[Short exercise]: Each record is to be printed again precisely as it reads.

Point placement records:
-----

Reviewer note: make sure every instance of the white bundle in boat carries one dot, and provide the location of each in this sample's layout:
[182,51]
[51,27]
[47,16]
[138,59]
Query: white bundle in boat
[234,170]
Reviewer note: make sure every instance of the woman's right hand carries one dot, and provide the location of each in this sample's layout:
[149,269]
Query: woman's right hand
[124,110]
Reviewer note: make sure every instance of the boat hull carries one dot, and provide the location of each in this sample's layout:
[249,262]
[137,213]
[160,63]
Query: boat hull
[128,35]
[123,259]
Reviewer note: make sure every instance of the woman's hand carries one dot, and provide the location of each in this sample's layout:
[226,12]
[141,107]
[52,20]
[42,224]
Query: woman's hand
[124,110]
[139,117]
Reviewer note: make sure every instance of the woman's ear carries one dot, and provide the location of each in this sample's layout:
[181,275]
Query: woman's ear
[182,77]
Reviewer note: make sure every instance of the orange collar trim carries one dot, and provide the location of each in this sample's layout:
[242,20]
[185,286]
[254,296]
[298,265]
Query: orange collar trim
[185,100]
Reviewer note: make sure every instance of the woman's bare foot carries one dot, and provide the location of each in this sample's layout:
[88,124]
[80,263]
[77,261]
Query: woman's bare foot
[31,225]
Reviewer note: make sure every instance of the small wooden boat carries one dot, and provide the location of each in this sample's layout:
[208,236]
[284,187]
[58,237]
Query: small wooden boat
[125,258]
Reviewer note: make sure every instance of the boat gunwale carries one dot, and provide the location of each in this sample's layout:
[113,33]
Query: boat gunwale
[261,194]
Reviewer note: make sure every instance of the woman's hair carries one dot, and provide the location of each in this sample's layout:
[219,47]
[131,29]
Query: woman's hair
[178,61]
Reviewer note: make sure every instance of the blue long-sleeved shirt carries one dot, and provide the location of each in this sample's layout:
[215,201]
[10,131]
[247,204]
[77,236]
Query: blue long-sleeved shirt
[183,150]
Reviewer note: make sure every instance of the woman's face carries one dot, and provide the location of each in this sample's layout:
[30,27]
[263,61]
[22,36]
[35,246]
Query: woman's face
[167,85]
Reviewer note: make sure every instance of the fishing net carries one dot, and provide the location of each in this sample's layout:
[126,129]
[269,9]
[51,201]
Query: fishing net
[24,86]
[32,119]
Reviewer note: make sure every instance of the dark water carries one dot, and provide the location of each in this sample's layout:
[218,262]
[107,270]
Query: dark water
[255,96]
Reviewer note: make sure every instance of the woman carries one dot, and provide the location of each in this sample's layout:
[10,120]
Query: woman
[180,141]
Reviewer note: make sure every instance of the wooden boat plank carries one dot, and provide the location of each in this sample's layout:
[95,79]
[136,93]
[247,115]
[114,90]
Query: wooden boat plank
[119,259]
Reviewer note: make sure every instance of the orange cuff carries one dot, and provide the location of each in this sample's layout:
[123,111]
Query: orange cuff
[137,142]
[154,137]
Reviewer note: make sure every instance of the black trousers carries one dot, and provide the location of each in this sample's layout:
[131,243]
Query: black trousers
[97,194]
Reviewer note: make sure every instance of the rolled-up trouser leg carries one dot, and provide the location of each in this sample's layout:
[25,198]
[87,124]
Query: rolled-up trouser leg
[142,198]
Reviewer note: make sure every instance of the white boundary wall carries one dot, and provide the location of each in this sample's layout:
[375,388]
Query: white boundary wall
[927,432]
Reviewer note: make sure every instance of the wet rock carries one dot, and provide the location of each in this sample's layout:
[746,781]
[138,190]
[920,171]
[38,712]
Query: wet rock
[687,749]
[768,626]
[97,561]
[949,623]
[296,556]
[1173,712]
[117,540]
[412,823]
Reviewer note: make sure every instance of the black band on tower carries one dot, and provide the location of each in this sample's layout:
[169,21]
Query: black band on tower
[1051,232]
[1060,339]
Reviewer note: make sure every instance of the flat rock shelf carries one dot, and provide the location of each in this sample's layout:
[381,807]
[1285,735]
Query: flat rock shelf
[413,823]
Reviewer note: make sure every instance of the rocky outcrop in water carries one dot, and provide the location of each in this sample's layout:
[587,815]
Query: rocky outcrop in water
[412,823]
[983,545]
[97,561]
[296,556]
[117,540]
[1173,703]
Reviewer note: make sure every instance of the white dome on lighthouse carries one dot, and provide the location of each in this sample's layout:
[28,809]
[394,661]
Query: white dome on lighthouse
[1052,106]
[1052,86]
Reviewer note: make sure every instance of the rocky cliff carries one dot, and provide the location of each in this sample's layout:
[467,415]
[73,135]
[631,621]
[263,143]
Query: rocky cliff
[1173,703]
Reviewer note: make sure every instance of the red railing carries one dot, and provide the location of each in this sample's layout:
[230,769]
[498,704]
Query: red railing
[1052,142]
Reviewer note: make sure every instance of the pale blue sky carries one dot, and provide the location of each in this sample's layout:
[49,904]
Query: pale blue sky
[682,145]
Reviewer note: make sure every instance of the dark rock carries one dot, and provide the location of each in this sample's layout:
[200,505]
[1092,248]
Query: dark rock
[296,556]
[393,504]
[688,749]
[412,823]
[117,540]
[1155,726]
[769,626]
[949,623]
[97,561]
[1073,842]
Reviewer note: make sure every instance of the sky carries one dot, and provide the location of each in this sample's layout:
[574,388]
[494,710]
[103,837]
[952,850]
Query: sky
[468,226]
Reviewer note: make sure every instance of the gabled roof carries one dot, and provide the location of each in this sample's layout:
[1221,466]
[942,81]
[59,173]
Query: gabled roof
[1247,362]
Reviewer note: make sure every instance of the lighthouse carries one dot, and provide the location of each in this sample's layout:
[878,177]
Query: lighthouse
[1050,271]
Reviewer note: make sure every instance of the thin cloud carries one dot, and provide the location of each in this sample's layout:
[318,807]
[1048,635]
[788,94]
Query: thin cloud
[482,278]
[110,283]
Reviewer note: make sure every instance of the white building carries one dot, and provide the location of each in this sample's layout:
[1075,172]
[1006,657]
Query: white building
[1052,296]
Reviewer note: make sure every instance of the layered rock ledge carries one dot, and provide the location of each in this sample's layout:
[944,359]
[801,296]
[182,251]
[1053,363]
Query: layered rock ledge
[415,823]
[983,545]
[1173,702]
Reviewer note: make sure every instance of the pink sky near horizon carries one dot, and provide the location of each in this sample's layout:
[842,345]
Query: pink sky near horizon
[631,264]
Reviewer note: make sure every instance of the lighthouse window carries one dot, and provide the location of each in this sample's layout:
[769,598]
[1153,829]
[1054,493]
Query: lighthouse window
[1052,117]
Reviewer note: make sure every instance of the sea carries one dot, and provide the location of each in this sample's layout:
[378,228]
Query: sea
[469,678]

-----

[Result of this task]:
Reviewer note: make sure every instance of the white bundle in boat carries one dot, and provide the location of each in this sample's layout:
[182,51]
[51,27]
[47,16]
[138,59]
Query: white bundle in boat
[234,170]
Reviewer note: make sure every instance of the woman's right hand carries one dot, and provide the location of each in this sample's layout:
[149,269]
Query: woman's right hand
[124,110]
Reviewer note: make sure every instance of the boat hull carries one dot, and provide the location of each in this sample's layout:
[249,262]
[137,213]
[160,63]
Query: boat hull
[128,35]
[123,259]
Reviewer note: make sure every instance of the woman's hand carries one dot, and provide the location of each in this sample's layout:
[226,12]
[141,107]
[52,20]
[42,224]
Query: woman's hand
[124,110]
[139,117]
Reviewer note: make sure every instance of the woman's ear carries one dot, and provide the location of each in this sample's layout:
[181,275]
Query: woman's ear
[182,77]
Reviewer note: make sure every instance of the orange collar trim carries one dot, and provide the location of each in this sample's layout:
[242,20]
[185,286]
[254,296]
[298,265]
Query: orange collar trim
[185,100]
Reviewer note: make sure every instance of the woman's bare foot carries one dot, and provide the location of each in this sample's layout:
[88,124]
[80,263]
[77,261]
Query: woman's bare foot
[31,225]
Reviewer note: make sure every instance of the small wooden boat carries one dot, and provide the location of each in this sample's layout:
[208,236]
[284,187]
[58,237]
Query: small wooden boat
[125,258]
Reviewer note: make sure every instance of the boat gunwale carries one dot, and provide the location of each in this sample's layout:
[113,33]
Query: boat gunwale
[261,194]
Reviewer note: make sure every instance of the woman's hair carries one dot, and provide the location of each in this sample's layout:
[219,47]
[131,29]
Query: woman's hair
[178,61]
Reviewer note: make sure every instance of the blue long-sleeved shirt carries one dot, and provide the location of each in this sample's layout:
[215,201]
[10,131]
[247,204]
[77,236]
Query: blue long-sleeved shirt
[183,150]
Reviewer note: make sure every instance of the woman's face carries one dot, and provide the location of each in this sample's layout:
[30,27]
[263,61]
[22,36]
[35,246]
Query: woman's face
[167,85]
Reviewer note: make sure every instance of the fishing net carries one dot, and provide the location of each in this sample's layout:
[126,129]
[269,9]
[51,201]
Query: fishing net
[24,86]
[32,119]
Reviewer note: make sure every instance of the dark water carries one dot, and provide the location of each in this sample's layout:
[218,262]
[107,270]
Query: dark water
[255,96]
Reviewer note: make sure every instance of the woman carries one dot, and provide the location of each in this sample's layout:
[10,120]
Query: woman
[180,141]
Reviewer note: make sure every instance of the wooden boat plank carries one dot, and provide the location of each in this sample's layout:
[95,79]
[136,93]
[247,115]
[114,90]
Query: wooden boat plank
[119,259]
Reviewer note: make sure every instance of the orange cuff carries one dot, and provide the location of each in this sample's layout:
[123,111]
Query: orange cuff
[137,142]
[154,137]
Reviewer note: make sure every instance of the black trousers carries one dot, and provide the location of each in this sample's layout:
[131,243]
Query: black trousers
[97,194]
Reviewer note: make sure every instance of the rolled-up trouser leg carries one dot, and provide the location of each in this sample's layout:
[25,198]
[87,124]
Query: rolled-up trouser leg
[142,198]
Reviewer note: make sure every instance of the white boundary wall carries one dot, and provide the location of each in this sample's layout:
[375,388]
Query: white boundary wall
[927,432]
Reviewer note: make sure every instance of the wet rock carries one dot, and provide the location of each in this sample's layout:
[746,781]
[138,190]
[920,171]
[38,712]
Query: wet rock
[687,749]
[768,626]
[97,561]
[949,623]
[296,556]
[1173,712]
[117,540]
[412,823]
Reviewer note: make sure every instance of the black band on tower carries one dot, and provide the location of each in this sample's layout:
[169,21]
Query: black band on tower
[1051,232]
[1060,339]
Reviewer note: make sure every instance of the flat rock shelf carries one dot, and provide the location of each in this sample's layout:
[381,807]
[1285,735]
Query: flat rock shelf
[413,823]
Reviewer note: make sure every instance of the rocky outcrop in water carries one dot, and provide the location of each in this sample's layout:
[587,815]
Query: rocky outcrop in water
[412,823]
[983,545]
[97,561]
[296,556]
[117,540]
[1173,703]
Reviewer note: make sure every instance of the white dome on lighthouse carries one dot, and provide the location of each in this sample's layout:
[28,809]
[394,661]
Query: white dome on lighthouse
[1052,106]
[1052,86]
Reviewer note: make sure every instance of the rocky cliff carries one dot, and provide the location of each in this sample's layout:
[467,415]
[73,135]
[631,621]
[263,143]
Query: rocky cliff
[1173,703]
Reviewer note: make sure every instance of the red railing carries one dot, and provide the location of each in this sample's layout:
[230,769]
[498,704]
Query: red railing
[1052,142]
Reviewer note: make sure every instance of the pale blue sky carries one dot, and provide the location of each in this sample's layout:
[49,904]
Query: pale blue sky
[682,145]
Reviewer note: make sure every instance of the dark rock carries one dot, and provide the location of each in this sample's layout:
[200,505]
[1092,248]
Query: dark rock
[296,556]
[393,504]
[688,749]
[412,823]
[117,540]
[1155,726]
[769,626]
[949,623]
[97,561]
[1073,842]
Reviewer note: make sure every instance of the sky carries one dot, and provide the location of each in this sample's layout:
[574,388]
[494,710]
[103,837]
[952,850]
Query: sky
[468,226]
Reviewer note: make sure every instance of the gabled roof carries one dot, and provide the location of each in this sample's layout:
[1221,466]
[942,81]
[59,173]
Query: gabled roof
[1247,362]
Reviewer note: make sure every instance of the lighthouse carries one dot, and provide the location of each in this sample's layout:
[878,177]
Query: lighthouse
[1050,271]
Reviewer note: make sure every instance of the thin cloud carries one dot, and provide the location of each in this sample's layout:
[318,807]
[1048,635]
[788,94]
Query: thin cloud
[482,278]
[110,283]
Reviewer note: make sure every instance of the white building carries one dot, and provide the location of each in this sample's layout:
[1075,172]
[1006,657]
Query: white building
[1052,296]
Reviewer note: make sure every instance of the layered rock ledge carries one dot, and provide the location of each in this sample's layout:
[944,359]
[801,296]
[182,251]
[1053,363]
Query: layered rock ledge
[415,823]
[983,545]
[1173,702]
Reviewer note: make sure every instance of the pink sky near horizon carries one dot, and provide the location of each in this sample's layout:
[842,345]
Query: pink sky near horizon
[631,264]
Reviewer note: make sure every instance of the lighthouse window carries one dot, and provide the location of each in this sample's layout:
[769,598]
[1153,829]
[1054,493]
Query: lighthouse window
[1052,117]
Reviewer note: make sure every instance of the sea carries one dot, and provide the location of each in this sample's layout:
[378,228]
Query: sea
[469,678]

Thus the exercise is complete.